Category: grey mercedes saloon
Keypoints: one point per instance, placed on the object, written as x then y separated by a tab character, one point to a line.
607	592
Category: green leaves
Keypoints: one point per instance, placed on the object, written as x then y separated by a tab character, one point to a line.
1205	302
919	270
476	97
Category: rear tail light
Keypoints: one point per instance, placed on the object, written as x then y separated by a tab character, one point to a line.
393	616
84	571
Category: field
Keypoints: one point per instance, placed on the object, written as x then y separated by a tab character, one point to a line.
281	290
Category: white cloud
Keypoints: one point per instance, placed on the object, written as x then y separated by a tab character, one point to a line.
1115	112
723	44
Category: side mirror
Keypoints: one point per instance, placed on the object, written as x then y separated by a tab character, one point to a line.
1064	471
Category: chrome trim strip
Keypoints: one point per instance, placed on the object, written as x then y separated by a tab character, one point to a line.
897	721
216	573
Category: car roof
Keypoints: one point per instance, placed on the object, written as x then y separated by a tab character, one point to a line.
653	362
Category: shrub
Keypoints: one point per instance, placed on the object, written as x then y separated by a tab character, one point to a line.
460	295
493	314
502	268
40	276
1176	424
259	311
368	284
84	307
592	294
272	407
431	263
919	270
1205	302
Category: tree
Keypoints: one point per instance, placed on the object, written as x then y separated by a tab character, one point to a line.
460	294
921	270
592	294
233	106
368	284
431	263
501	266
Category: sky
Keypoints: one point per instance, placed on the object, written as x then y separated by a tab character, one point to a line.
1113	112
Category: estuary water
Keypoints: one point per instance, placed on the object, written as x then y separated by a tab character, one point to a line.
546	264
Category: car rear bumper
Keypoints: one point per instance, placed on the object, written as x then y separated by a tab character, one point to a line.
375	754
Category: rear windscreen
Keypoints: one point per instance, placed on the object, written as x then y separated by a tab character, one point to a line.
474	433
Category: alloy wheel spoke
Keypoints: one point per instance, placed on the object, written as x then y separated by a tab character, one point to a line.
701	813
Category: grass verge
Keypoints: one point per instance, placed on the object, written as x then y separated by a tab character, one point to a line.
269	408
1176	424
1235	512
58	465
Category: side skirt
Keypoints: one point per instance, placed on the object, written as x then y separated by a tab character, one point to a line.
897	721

- - - -

- [Problem]
Copy out all of the lines above verbatim, keeping every character and tab unchanged.

- [Problem solution]
Category: grey mercedes saloon
Keypoints: one point per instance, placed on the object, written as x then y separated by a tab character, one point to a line.
607	592
Category: green leaves
Keypoints: one point per instance, placed on the object, written as x then y separated by a tab character, one point to a line.
1205	302
919	270
476	97
Category: rear tail light
Keypoints: one point per instance, placed on the object, written as x then y separated by a tab character, one point to a line.
393	616
84	571
Category: field
Keypoints: one point per instance, placed on the object, written as x then y separated by a tab character, one point to a line.
281	290
Category: white cloud
Keypoints: one point per instance, placed on the object, written as x then y separated by a tab character, one point to a line.
1115	112
723	44
Category: side mirror
Keypoints: one point per instance, placed on the object, written as x then y separated by a tab character, one point to a line.
1064	471
Category: chrome trim strip
Keypoints: one point per instance, placed on the object, written as x then y separated by a tab character, one point to a line.
897	721
216	573
Category: car roof
Keypoints: one point per instance, placed on the object, written as x then y separated by a tab character, one point to a line.
653	362
Category: shrub
Keypoints: one point per instance, placed on the object, written as x then y separated by a tab character, one point to a line.
460	295
493	314
502	268
40	276
1176	424
259	311
368	284
84	307
592	294
272	407
431	263
919	270
1205	302
Category: tree
Keypoints: one point per instance, placed on the object, written as x then y separated by a tab character, one point to a line.
460	294
921	270
592	294
233	106
368	284
431	263
501	266
Category: sky
Keypoints: one point per instance, placed on the object, written as x then y separated by a tab character, one point to a line.
1113	112
Category: estuary water
Keypoints: one point per instance, placed on the object, written as x then y separated by a tab character, one point to a line.
546	264
Category: car rear bumper
Keypoints: one point per instance, placed on the object, written as x then y separated by a tab character, one point to a line.
375	754
Category: rear windscreen
Keypoints: one point per instance, placed on the object, written as x then y separated by a tab character, one point to a line.
474	433
Category: alloy wheel spoke
Keypoints: one point per instance, placed on the object, written as x then y separated by a tab character, one point to a line.
701	813
Category: grass verge
Keypoints: one point per instance, placed on the object, written as x then y separated by a tab character, one point to a line.
269	408
1176	424
1235	512
58	465
Category: side skirt
Keypoints: one point per instance, placed on the object, written as x then y separated by a tab character, one point to a line.
897	721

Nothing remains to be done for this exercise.